TO DO: Give the data below as a Markdown table with the columns "Row" and "Line", one numbered row per line and no row for a blank line. Begin at the line that has "of the dark" and stop after the last line of the data.

DATA FOR THIS TASK:
------------------------------------------------

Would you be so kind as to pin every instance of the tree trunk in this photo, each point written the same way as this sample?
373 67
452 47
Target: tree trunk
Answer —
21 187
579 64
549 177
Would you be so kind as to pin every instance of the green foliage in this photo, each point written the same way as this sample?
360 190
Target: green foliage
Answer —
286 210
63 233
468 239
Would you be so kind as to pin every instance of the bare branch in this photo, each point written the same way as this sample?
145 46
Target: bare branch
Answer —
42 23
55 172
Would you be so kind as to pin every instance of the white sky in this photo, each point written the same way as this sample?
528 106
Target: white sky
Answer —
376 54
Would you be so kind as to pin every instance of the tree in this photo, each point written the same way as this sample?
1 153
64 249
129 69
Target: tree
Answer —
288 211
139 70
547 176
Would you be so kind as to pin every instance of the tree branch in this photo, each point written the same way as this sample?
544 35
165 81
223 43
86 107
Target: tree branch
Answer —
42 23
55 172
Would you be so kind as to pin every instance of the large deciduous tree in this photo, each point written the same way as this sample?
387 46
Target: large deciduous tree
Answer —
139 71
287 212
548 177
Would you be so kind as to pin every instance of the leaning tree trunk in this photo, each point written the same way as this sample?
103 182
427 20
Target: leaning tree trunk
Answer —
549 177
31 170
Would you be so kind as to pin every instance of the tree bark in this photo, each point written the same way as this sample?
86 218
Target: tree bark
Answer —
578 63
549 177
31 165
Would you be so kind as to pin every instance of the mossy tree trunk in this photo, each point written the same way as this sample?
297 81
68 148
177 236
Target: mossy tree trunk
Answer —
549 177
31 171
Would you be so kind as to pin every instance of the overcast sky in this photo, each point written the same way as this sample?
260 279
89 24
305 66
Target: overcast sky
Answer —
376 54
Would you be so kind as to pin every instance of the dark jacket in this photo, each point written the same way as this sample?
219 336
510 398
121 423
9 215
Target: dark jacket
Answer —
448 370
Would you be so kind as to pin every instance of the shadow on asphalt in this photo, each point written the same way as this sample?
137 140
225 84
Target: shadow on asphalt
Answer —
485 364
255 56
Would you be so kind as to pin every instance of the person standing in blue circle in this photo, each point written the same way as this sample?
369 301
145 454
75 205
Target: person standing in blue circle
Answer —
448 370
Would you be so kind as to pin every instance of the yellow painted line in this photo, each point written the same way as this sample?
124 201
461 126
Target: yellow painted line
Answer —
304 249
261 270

------------------------------------------------

OUTPUT OF THE EXERCISE:
| Row | Line |
|---|---|
| 1 | Would you be so kind as to pin every instance of the dark jacket in this photo, each point written the same way as this sample? |
| 2 | 219 336 |
| 3 | 510 398 |
| 4 | 121 423 |
| 5 | 9 215 |
| 6 | Target: dark jacket |
| 7 | Answer — |
| 8 | 448 370 |
| 9 | Would you be so kind as to pin every instance of the shadow on asphalt in this photo, each point written the same way as this sample? |
| 10 | 137 140 |
| 11 | 225 84 |
| 12 | Target: shadow on asphalt |
| 13 | Answer — |
| 14 | 485 364 |
| 15 | 255 56 |
| 16 | Would you be so kind as to pin every instance of the person standing in blue circle in this photo, each point written the same way as this sample? |
| 17 | 369 301 |
| 18 | 145 454 |
| 19 | 75 205 |
| 20 | Target: person standing in blue circle |
| 21 | Answer — |
| 22 | 448 370 |
| 23 | Would you be so kind as to pin every instance of the yellow painted line in this photo, each point written the same way as this sample? |
| 24 | 124 201 |
| 25 | 461 126 |
| 26 | Target: yellow painted line |
| 27 | Answer — |
| 28 | 304 249 |
| 29 | 261 270 |